Selected text
October 03, 2021
Chris Brannigan is walking barefoot in a country where he doesn't know anyone to raise money for his daughter's rare genetic disorder.
Many parents would do anything in a heartbeat to save their child's life, even if that meant walking hundreds of miles. This is what Chris Brannigan is doing for his daughter, Hasti, and he's doing it barefoot.
Hasti was born with a rare genetic disorder, Cornelia de Lange Syndrome (CdLS), which affects her executive function and causes seizures and anxiety.
According to the 41-year-old dad, they already knew that something was not right with their daughter. Within the first 24 hours of her birth, Hasti already had a seizure. He added:
“She wouldn’t eat willingly for the first year of her life. It took her five years before she even said a word.”
Six years later, Hasti was officially diagnosed with a condition that had no apparent treatment. However, Chris and his wife, Hengameh, refused to accept the fate of their daughter.
"From about age 12, all the studies show that children with CdLS have declining executive function, they have an increase in aggressive behaviors, in ADHD, in autistic spectrum disorder […]," Chris said.
In addition, Hasti's health could decline as soon as she reached puberty, making their race against time much more difficult. Although they know the condition is permanent, Chris and Hengameh could not bear just to stand and watch.
Earlier this year, the couple created Hope for Hasti to help find a treatment for CdLS. They aim to find a treatment that could improve their daughter's health and overall wellbeing, hopefully giving her a chance at a normal life.
To raise awareness and money for gene therapy for CdLS, Chris is walking hundreds of miles from Maine to North Carolina barefoot. He needs to raise three and a half million dollars for the treatment and testing, so he thought of the best way to get people's attention despite its challenges.
"Every time I feel like I'm tired and I want to stop, and it's painful, I just remember that being able to choose is a luxury that she doesn't have," Chris said.
Chris is not the only father who has gone the extra mile for their child. Previously, France-based engineer Jean-Louis Constanza built an exoskeleton to help his son, Oscar, walk.
Oscar was born with a genetic condition that robbed him of the ability to be mobile. But with the device, Oscar has a chance to be more independent.
Sadly, not all dads were given the opportunity to become their child's hero. Previously, a grieving father, Li Gang, completed a marathon in tribute to his son, who passed away in a drowning accident shortly after they registered for the race.
Meanwhile, Trevor Gernon mourned the passing of his son, Cash, whose body was found on the street after being kidnapped. The father blamed himself for what had happened, although it was not his fault.

Point localization data
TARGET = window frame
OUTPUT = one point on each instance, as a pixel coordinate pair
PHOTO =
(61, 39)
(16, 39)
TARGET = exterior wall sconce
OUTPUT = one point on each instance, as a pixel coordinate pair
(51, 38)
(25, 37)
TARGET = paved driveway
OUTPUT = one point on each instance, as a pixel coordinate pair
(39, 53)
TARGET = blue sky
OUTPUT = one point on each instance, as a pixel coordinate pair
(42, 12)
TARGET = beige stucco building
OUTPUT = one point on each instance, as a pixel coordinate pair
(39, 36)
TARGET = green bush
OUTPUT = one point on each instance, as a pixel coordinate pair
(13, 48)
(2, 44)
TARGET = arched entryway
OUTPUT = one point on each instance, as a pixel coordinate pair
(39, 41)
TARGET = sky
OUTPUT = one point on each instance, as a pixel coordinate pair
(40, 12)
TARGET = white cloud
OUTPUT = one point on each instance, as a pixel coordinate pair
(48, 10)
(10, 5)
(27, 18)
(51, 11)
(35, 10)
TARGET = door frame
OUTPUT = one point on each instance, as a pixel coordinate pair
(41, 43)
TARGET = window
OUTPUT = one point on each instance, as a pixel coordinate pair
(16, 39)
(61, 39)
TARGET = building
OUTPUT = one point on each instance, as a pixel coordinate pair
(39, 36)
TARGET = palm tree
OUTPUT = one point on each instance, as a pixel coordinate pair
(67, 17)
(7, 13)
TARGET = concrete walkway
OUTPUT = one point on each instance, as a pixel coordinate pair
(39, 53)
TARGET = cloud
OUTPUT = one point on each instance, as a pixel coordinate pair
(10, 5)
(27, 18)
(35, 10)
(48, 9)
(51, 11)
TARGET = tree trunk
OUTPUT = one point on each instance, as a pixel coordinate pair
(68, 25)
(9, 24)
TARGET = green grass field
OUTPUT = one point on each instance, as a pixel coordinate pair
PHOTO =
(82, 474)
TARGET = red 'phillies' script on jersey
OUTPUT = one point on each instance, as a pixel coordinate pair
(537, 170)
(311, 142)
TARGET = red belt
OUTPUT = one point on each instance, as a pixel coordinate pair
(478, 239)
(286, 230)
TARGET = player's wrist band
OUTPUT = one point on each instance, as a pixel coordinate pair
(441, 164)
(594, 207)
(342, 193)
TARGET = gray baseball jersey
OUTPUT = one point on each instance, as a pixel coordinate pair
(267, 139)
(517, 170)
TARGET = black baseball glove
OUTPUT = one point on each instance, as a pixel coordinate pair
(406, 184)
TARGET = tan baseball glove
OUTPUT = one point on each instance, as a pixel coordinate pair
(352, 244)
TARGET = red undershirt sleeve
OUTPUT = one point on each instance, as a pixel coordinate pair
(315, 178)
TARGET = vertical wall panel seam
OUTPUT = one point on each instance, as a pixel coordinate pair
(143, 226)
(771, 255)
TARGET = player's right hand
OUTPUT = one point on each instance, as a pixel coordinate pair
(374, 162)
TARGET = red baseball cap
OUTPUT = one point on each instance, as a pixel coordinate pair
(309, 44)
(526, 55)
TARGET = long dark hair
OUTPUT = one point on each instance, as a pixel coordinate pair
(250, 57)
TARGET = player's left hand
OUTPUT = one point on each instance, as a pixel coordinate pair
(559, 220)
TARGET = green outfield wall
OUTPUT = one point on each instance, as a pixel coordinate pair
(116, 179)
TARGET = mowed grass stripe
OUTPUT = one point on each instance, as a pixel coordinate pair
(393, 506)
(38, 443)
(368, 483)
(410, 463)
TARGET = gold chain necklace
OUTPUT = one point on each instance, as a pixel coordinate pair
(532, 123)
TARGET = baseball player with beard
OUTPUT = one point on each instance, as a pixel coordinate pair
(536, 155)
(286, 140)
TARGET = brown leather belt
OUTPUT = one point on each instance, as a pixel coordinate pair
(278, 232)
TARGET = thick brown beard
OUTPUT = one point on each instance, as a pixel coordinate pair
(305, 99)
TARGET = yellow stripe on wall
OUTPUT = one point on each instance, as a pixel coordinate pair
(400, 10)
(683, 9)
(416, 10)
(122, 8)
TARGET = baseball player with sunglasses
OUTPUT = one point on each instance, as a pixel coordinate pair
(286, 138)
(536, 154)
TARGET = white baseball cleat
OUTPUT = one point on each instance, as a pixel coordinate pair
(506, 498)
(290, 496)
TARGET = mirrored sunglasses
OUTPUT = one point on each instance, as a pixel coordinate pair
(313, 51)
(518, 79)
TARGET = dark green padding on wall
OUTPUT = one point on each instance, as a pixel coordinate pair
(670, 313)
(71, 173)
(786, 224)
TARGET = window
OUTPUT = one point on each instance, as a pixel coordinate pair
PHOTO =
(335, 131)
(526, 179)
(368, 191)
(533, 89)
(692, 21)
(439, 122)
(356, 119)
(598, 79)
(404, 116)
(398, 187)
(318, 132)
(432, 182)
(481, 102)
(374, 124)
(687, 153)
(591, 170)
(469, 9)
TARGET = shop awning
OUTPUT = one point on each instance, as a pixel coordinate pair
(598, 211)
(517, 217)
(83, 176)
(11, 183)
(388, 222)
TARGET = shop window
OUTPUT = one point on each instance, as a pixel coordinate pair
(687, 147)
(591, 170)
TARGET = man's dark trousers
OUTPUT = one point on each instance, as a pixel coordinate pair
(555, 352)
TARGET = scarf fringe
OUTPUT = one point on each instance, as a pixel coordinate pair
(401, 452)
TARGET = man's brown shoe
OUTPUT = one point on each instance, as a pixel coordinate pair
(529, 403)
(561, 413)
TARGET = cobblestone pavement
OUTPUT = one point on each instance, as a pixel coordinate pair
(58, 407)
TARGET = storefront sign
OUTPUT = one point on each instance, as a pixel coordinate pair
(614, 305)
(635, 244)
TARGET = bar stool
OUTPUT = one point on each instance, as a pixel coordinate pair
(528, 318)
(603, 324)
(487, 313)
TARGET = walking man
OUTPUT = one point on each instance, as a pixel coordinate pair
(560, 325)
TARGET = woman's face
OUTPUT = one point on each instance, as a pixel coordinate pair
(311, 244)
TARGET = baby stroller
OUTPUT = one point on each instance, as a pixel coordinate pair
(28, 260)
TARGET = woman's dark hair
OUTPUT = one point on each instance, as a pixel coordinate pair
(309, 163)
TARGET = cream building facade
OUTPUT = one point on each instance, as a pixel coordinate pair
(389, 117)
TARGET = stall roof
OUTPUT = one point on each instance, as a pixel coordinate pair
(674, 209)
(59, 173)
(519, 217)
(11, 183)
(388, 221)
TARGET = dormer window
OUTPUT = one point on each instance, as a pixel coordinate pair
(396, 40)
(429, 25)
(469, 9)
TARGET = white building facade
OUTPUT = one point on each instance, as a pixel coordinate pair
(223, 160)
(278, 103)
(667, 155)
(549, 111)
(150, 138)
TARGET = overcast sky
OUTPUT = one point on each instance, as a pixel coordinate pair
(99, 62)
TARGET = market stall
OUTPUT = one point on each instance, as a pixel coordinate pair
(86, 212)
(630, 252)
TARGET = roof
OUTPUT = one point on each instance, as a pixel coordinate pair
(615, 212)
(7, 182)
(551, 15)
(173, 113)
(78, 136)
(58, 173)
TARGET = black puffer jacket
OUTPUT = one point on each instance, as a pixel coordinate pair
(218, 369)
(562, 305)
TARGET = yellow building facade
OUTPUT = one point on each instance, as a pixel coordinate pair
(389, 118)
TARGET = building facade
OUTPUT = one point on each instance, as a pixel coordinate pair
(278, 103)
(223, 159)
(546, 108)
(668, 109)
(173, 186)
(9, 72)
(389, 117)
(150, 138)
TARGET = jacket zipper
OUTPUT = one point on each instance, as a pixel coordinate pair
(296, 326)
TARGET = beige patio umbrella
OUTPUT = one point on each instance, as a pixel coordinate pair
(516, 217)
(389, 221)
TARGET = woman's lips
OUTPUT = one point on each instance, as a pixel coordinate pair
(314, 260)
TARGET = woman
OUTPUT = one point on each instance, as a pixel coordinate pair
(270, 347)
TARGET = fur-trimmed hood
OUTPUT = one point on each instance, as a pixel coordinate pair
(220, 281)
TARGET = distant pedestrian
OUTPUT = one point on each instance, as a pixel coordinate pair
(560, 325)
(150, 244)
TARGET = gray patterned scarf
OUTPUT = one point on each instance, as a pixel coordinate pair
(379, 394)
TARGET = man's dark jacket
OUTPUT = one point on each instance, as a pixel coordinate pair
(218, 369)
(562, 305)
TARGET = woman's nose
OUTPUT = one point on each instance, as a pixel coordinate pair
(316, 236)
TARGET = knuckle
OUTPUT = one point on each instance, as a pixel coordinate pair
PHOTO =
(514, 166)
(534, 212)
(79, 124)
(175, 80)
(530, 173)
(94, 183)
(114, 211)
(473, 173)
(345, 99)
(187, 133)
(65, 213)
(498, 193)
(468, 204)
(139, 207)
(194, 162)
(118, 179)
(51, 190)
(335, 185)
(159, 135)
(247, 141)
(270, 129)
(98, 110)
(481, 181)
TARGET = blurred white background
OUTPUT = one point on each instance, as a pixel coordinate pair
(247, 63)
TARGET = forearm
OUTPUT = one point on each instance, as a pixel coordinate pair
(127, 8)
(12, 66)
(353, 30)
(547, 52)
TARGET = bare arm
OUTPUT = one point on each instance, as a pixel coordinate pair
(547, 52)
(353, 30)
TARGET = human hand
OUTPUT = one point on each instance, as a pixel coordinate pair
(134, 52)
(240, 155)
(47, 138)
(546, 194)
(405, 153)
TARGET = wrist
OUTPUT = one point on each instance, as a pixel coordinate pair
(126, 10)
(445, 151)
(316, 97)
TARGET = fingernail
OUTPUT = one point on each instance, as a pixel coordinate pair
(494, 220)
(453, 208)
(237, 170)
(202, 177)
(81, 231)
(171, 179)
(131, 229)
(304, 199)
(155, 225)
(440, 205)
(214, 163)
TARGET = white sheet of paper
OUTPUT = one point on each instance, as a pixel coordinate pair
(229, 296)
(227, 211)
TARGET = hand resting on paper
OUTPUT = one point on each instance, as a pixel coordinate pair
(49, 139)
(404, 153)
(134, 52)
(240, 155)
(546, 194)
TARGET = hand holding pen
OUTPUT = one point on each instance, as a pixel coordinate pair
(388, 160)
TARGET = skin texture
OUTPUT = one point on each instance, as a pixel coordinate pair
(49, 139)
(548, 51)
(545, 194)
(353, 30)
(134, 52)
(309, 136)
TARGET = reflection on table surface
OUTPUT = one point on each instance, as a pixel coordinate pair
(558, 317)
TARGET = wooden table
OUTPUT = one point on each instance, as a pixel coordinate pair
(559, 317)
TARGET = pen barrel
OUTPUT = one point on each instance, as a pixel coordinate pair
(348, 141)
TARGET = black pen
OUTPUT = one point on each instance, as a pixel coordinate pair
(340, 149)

Required tasks
1. Translate this sentence from the article about Chris Brannigan's barefoot walk into Spanish: "Hasti was born with a rare genetic disorder, Cornelia de Lange Syndrome (CdLS), which affects her executive function and causes seizures and anxiety."
2. According to the article about Chris Brannigan's barefoot walk, how much money does he need to raise for the treatment and testing?
3. Reproduce the stretch of the article about Chris Brannigan's barefoot walk from "Six years later, Hasti" through "stand and watch.".

Answers to this exercise
1. Hasti nació con un trastorno genético poco común, el síndrome de Cornelia de Lange (CdLS), que afecta a su función ejecutiva y le provoca convulsiones y ansiedad.

2. Three and a half million dollars.

3.
Six years later, Hasti was officially diagnosed with a condition that had no apparent treatment. However, Chris and his wife, Hengameh, refused to accept the fate of their daughter.
"From about age 12, all the studies show that children with CdLS have declining executive function, they have an increase in aggressive behaviors, in ADHD, in autistic spectrum disorder […]," Chris said.
In addition, Hasti's health could decline as soon as she reached puberty, making their race against time much more difficult. Although they know the condition is permanent, Chris and Hengameh could not bear just to stand and watch.